# Your objective:
Rewrite each of the following entries in full, requests included, and offset every coordinate in the answers by adding 135 to it. Leave the numbers in the requests and in their format samples as they are.

########

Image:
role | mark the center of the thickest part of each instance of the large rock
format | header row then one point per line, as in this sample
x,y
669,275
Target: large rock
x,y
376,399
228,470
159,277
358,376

########

# Answer to the task:
Image:
role | mark the center of the thickest part of each instance of the large rock
format | header row then one point per line, as in this sample
x,y
669,275
Target: large rock
x,y
511,534
363,605
294,412
493,511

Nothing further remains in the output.